REQUIREMENT: Below are the data; count the lines with the string "patch" in them and give that number only.

- Opening Delimiter -

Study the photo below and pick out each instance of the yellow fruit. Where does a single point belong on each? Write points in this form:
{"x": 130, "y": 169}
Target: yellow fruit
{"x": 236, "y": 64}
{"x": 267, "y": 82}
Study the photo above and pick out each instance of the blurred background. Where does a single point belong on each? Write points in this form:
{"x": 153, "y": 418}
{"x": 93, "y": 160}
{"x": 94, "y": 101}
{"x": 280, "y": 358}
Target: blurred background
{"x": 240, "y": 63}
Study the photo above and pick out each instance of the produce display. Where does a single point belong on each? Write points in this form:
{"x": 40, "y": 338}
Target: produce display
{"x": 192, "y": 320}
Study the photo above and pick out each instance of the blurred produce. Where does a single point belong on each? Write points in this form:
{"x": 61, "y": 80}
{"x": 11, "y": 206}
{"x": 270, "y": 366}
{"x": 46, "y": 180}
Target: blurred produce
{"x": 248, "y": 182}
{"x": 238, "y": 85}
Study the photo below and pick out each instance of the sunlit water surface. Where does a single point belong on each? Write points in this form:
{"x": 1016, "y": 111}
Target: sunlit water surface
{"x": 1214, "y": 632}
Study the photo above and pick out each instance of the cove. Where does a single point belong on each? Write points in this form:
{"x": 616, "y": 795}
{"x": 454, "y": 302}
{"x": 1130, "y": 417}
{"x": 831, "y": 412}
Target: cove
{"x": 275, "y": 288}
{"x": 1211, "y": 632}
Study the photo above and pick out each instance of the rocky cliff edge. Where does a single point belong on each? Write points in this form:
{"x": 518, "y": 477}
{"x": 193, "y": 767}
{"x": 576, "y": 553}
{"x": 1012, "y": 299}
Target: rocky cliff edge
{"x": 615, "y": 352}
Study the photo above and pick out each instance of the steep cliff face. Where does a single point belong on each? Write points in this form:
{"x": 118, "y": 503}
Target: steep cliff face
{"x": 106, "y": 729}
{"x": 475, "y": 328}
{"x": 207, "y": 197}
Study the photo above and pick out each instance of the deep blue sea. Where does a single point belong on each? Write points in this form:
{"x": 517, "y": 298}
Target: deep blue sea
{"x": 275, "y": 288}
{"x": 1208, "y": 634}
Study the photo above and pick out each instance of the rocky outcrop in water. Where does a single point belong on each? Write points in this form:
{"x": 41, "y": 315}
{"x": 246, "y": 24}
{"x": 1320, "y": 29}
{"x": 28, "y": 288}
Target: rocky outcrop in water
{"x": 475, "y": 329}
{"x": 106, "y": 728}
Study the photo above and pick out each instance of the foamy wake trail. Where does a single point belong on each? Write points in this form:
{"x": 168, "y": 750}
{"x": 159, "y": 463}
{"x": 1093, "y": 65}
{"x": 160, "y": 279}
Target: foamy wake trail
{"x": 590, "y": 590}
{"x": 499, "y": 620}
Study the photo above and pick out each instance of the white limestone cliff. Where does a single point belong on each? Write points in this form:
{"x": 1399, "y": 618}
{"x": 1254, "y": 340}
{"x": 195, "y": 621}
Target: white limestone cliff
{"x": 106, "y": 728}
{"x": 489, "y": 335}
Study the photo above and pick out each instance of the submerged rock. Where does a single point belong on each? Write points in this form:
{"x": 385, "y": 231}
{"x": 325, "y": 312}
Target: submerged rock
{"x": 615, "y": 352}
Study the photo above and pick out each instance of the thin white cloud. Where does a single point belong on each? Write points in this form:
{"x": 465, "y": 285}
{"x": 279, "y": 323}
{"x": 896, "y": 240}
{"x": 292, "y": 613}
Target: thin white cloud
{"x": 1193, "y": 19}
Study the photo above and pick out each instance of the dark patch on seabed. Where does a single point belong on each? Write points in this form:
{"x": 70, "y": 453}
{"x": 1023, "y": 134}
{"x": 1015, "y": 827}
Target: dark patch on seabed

- Closing Delimiter -

TASK ANSWER: 2